- _AIM OF THE TASK_
Output the entries as a two-column CSV with the columns text and answer, one row per entry. Begin at the entry on the line that has "Which pixel sits on the blonde" and stop after the last of the entries, putting each field in quotes and turning line breaks into spaces.

Data taken from a collection:
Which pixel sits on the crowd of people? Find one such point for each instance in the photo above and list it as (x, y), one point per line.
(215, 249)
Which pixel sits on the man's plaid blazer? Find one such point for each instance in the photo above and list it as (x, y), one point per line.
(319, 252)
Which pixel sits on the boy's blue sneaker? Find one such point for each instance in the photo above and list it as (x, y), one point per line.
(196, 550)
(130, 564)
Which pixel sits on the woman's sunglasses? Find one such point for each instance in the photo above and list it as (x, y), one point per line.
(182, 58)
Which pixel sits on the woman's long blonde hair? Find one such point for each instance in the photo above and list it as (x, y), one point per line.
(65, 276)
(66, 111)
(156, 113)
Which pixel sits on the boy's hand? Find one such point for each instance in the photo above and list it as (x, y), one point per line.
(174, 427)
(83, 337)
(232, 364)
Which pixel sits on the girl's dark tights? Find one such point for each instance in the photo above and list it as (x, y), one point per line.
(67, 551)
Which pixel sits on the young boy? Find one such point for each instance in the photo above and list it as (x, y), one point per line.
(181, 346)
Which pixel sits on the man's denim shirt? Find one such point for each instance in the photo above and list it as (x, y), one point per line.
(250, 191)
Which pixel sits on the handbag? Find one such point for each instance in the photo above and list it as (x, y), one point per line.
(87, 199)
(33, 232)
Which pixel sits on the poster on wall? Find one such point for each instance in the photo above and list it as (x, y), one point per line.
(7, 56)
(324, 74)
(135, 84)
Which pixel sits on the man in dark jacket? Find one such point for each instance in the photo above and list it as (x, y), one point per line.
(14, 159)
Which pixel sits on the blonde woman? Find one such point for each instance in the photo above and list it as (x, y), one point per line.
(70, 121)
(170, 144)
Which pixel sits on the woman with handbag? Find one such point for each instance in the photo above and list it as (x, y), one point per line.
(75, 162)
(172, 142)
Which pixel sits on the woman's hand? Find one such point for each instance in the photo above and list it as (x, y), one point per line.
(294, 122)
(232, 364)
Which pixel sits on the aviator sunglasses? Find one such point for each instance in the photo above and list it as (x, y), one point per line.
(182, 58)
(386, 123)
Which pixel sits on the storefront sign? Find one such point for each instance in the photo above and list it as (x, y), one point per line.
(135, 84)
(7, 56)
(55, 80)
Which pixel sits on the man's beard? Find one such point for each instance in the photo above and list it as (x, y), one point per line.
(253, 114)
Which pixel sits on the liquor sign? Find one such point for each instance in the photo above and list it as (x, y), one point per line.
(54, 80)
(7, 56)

- _WRITTEN ANSWER_
text,answer
"Which pixel sits on the blonde woman? Find one such point for each instance in the photo above and list it as (x, y), one point per line.","(70, 121) (170, 144)"
"Which pixel sits on the woman with handbag? Find one such point for each instance in the photo above and list it as (x, y), one point per line.","(75, 162) (172, 142)"
"Which pixel sits on the woman's hand? Find one such point for each instance in the photo above and list it as (x, y), one point per line.","(294, 122) (232, 364)"
"Which pixel sits on the aviator sunglasses? Find one such point for each instance in the photo above and list it as (x, y), one point per line.","(182, 58) (386, 123)"
"Which pixel sits on the storefront sign? Find one such point for each instance in the photo above and list it as (x, y), one point per line.","(135, 84) (7, 56) (55, 80)"
"Which pixel sits on the man's beard? Find one such point for each instance in the photo above and list it as (x, y), one point per line.","(253, 114)"
"Which pixel sits on the liquor sign? Find one such point for each instance in the photo above and list it as (x, y), one point per line.","(54, 80) (7, 56)"